Task directions. Please output exactly the lines that run from the line with "of the shallow" through the final line of the data, inclusive, and nothing more.

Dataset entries
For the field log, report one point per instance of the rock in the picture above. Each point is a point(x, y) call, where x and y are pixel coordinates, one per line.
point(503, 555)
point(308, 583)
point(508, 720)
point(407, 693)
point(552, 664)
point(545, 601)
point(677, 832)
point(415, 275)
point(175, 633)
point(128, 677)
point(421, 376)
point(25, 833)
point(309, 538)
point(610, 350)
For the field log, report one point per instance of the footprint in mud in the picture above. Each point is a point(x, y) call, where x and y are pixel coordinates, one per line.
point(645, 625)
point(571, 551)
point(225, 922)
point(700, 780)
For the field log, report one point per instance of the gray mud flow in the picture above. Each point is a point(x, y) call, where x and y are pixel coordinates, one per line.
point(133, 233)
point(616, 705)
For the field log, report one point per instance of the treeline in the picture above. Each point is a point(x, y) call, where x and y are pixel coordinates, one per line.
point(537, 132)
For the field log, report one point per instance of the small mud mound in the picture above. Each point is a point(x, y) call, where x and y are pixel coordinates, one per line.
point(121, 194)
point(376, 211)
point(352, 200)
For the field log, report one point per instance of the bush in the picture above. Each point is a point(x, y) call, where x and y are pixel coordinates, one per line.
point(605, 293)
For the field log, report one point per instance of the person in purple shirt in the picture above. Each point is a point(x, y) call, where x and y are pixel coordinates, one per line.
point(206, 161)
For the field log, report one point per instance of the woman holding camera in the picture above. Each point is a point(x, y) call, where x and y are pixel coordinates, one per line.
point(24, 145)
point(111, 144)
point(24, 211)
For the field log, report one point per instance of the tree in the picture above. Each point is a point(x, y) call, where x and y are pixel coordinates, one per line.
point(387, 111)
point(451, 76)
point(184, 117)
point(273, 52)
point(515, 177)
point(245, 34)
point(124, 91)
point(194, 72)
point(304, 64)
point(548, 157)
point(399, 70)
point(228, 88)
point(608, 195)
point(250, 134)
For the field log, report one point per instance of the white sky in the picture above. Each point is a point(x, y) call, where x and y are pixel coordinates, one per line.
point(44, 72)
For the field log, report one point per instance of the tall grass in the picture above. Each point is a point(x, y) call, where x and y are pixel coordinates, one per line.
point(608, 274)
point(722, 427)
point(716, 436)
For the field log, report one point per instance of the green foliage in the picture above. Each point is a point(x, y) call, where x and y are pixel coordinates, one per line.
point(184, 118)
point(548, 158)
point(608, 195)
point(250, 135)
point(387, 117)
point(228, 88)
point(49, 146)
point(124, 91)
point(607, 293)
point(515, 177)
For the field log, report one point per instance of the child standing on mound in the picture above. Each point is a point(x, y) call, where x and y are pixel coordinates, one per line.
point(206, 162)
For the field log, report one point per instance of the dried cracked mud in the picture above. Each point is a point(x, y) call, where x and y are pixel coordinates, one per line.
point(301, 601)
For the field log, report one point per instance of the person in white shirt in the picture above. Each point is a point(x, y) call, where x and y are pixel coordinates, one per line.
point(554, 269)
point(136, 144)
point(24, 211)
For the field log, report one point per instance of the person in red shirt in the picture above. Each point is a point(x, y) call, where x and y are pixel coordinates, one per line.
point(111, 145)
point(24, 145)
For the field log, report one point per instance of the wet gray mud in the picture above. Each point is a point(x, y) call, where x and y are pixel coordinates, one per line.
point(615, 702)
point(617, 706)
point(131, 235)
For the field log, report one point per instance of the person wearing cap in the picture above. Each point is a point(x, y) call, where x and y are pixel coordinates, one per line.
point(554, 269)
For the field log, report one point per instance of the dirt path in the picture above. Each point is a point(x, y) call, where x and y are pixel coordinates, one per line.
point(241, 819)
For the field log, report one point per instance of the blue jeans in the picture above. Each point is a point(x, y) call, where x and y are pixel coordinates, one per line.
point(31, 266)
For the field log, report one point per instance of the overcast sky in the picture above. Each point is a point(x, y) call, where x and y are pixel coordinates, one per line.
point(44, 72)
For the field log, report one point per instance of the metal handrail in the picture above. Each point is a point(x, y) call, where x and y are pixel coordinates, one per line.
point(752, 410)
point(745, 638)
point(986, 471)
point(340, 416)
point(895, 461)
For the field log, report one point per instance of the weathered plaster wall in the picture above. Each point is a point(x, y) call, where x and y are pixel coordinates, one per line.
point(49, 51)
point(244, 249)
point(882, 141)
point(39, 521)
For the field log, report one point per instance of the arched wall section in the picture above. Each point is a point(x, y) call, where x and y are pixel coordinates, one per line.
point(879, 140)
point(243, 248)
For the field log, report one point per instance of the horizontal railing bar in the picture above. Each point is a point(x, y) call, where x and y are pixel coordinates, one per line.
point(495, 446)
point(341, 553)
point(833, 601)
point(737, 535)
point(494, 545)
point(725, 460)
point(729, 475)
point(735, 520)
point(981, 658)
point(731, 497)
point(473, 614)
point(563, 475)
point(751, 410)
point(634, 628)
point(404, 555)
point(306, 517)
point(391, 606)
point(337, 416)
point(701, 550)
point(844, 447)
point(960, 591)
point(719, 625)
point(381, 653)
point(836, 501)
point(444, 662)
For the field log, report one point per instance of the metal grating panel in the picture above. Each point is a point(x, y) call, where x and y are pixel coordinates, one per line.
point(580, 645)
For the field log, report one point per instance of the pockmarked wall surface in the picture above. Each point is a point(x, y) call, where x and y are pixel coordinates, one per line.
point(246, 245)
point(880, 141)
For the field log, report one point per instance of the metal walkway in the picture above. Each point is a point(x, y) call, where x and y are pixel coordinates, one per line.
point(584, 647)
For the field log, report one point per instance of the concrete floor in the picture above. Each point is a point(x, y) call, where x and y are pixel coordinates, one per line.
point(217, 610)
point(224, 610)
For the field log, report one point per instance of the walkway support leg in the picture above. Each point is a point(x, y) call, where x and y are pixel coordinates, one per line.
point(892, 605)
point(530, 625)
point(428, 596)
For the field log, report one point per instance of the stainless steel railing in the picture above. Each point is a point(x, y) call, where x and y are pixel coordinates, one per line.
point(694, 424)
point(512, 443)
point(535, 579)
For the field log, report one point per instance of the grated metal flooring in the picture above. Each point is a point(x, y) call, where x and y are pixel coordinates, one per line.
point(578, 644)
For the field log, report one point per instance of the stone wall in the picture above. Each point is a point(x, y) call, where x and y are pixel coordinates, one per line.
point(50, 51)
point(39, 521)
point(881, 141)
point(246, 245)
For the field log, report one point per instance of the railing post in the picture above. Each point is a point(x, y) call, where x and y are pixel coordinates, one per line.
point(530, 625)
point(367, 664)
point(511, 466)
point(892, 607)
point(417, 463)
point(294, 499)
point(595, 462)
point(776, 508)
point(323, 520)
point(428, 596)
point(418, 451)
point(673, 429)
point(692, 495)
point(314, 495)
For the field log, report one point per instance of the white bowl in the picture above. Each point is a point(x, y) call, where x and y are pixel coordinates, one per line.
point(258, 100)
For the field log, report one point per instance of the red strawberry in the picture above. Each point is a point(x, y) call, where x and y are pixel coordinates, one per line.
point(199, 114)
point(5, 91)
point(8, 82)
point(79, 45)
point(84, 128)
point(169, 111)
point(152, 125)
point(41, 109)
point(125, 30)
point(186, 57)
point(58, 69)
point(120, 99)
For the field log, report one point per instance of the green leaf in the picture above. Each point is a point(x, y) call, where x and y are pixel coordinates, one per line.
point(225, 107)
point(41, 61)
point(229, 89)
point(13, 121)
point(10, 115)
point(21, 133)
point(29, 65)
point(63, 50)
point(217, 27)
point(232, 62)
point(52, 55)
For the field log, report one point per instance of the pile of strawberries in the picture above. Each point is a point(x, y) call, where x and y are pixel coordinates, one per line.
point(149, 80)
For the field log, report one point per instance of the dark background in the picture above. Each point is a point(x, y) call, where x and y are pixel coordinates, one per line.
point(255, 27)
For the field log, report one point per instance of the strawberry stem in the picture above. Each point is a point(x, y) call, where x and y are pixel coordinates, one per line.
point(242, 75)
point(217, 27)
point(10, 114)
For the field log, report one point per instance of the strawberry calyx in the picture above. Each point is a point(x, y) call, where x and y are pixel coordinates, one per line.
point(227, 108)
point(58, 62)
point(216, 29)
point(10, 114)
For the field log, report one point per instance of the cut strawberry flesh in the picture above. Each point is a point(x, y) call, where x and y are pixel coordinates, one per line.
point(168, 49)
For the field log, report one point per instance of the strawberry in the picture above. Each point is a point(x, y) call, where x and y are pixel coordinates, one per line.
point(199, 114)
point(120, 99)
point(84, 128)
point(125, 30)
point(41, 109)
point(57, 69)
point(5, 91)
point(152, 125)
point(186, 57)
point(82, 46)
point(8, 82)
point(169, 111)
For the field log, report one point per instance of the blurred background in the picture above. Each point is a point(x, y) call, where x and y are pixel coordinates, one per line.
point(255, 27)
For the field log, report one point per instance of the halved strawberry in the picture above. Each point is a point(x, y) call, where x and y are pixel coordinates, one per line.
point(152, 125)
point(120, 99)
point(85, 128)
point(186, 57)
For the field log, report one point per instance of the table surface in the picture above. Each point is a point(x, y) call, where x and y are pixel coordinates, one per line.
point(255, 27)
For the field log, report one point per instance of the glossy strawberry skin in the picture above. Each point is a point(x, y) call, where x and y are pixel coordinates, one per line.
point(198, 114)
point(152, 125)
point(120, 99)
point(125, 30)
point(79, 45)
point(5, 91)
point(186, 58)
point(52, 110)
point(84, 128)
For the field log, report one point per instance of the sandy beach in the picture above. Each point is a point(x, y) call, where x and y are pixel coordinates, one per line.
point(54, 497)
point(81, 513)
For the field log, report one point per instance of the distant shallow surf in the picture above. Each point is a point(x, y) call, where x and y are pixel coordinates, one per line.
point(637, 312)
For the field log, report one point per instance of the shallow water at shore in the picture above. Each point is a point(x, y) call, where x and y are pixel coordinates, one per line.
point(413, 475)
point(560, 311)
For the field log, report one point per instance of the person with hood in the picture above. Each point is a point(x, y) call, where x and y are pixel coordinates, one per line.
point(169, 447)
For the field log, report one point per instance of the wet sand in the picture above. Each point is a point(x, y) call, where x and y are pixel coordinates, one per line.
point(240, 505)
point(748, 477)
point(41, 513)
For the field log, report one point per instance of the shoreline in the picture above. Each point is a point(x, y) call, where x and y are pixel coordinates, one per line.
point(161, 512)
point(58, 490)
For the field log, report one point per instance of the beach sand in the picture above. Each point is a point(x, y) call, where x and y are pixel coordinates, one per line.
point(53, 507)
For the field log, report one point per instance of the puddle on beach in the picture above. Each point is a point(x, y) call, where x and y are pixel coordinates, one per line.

Output below.
For the field log, report one point per instance of the shallow water at shore in the picture above. Each point is a point(x, y) call, where x and y are pixel coordinates, one per line.
point(413, 475)
point(560, 311)
For the field log, report one point per instance of the person with hood in the picture above. Each point is a point(x, y) call, where x and y are pixel coordinates, one per line.
point(169, 447)
For the field log, report one point per instance of the wet sand in the picture above. Each point is a point(x, y) call, where x and y are pixel coordinates, one per line.
point(240, 505)
point(748, 477)
point(41, 513)
For the field log, report one point per instance of the shoreline in the picture above. Each point is a point(x, y) call, where x and y are pixel coordinates, one per line.
point(161, 512)
point(58, 490)
For the field log, report one point per instance of the beach sand in the picture above. Each point is a point(x, y) call, where x and y are pixel coordinates, one per line.
point(53, 507)
For the field log, report one point per instance of the puddle on beach in the picture above. Each point is a point(x, y) call, where x and y are pixel coordinates, one per line.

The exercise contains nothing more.